DATA ROWS:
---*---

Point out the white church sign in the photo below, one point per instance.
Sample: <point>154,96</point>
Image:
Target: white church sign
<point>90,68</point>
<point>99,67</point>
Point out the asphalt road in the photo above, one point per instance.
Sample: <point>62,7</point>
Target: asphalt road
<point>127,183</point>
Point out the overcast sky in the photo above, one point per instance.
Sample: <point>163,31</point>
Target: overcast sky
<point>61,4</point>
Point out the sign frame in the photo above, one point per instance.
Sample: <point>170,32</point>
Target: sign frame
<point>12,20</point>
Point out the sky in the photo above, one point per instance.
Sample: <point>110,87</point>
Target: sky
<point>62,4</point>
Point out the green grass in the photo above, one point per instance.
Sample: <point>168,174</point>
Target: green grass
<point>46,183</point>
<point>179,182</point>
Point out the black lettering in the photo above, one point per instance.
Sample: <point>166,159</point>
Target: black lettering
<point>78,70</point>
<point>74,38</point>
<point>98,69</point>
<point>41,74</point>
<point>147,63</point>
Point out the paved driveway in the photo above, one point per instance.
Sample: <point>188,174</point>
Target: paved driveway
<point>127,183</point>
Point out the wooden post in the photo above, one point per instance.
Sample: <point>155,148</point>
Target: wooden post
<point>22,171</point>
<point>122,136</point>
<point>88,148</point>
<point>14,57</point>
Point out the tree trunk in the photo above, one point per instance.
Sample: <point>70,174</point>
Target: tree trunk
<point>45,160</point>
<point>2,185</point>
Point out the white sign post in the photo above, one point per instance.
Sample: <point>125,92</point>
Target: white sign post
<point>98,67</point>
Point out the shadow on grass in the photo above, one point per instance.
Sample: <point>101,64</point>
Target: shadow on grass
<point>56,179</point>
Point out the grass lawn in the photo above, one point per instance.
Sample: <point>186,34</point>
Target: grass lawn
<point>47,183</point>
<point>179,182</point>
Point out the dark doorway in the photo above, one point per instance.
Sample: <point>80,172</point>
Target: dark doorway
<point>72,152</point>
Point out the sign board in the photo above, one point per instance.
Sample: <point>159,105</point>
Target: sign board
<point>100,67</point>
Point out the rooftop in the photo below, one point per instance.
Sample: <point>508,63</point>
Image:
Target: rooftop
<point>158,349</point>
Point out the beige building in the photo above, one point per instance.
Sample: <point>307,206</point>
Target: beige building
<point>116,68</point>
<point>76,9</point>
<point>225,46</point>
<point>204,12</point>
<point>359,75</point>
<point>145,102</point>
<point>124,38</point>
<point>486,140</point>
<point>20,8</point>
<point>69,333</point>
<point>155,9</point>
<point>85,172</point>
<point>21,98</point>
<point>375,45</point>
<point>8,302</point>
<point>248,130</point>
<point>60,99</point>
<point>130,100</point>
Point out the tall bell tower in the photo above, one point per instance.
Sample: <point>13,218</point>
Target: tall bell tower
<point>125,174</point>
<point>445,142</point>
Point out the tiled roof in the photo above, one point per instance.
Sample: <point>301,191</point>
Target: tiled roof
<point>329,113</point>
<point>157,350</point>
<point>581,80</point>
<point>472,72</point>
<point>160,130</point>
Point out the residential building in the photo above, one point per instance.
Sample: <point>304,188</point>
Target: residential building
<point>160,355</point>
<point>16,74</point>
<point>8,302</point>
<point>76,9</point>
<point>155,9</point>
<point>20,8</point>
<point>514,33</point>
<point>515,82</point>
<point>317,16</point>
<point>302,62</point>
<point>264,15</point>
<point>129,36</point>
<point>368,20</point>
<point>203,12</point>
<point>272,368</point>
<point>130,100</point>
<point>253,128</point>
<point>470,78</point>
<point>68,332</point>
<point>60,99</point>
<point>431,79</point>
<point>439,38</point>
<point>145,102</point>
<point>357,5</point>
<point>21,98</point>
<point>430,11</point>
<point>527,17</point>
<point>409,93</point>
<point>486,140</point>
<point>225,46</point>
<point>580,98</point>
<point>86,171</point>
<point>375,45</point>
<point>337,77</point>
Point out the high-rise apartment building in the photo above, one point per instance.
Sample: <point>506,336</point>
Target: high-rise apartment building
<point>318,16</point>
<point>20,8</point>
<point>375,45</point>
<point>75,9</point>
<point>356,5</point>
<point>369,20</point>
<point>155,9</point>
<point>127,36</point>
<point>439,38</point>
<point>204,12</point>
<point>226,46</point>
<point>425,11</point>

---*---

WORK TO DO: Switch "Target" to "Label" in the lines from the one that contains "Point out the tree" through the one that contains "<point>56,179</point>", and leave everything else unchanged. Give back only those lines.

RESULT BELOW:
Point out the tree trunk in the photo above, one point per instance.
Sample: <point>70,174</point>
Label: tree trunk
<point>45,160</point>
<point>2,185</point>
Point out the white sign post in the photo above, one point per instance.
Sample: <point>125,92</point>
Label: white sign post
<point>98,67</point>
Point out the shadow on grass in the photo above, one point per instance.
Sample: <point>101,64</point>
Label: shadow on grass
<point>56,179</point>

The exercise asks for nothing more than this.